> _WHAT YOU NEED TO DO_
Extract each line of the items below that contains the word "snake".

> _INPUT FOR THIS TASK_
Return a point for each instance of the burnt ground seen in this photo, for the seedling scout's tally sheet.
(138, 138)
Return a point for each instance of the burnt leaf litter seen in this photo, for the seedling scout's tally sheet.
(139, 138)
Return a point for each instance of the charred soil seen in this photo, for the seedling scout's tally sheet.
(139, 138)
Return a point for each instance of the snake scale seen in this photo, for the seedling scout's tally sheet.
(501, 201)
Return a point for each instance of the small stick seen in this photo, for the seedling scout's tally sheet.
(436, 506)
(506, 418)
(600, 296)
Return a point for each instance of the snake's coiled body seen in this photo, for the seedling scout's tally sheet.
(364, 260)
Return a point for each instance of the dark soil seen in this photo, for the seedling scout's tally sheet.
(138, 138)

* * *

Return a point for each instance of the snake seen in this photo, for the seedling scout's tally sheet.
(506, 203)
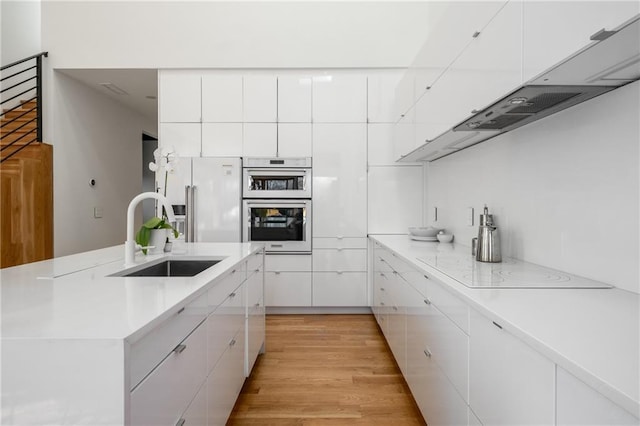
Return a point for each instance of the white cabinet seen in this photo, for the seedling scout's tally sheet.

==

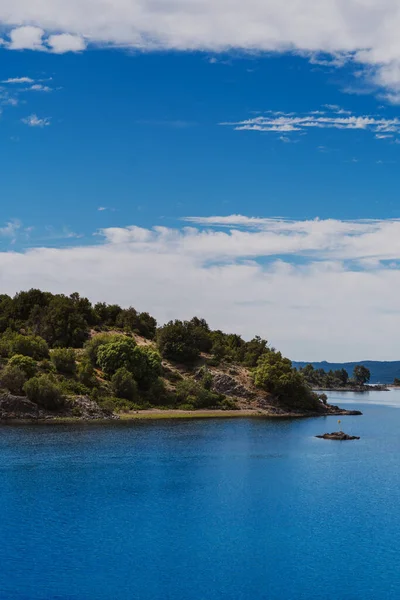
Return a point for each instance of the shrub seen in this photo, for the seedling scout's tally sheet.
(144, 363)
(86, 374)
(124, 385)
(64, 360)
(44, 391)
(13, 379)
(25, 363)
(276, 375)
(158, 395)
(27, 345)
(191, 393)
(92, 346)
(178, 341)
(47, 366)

> _ANSWER FOR THE TASK_
Return a point for each instance of the snake scale seen in this photo, for the seedling scout's tally sheet.
Return a point for each instance of the snake's coiled body seen in this photo, for the seedling scout's tally sheet.
Return a point for each instance of the snake seen in this photo, for the seedling scout's tally sheet.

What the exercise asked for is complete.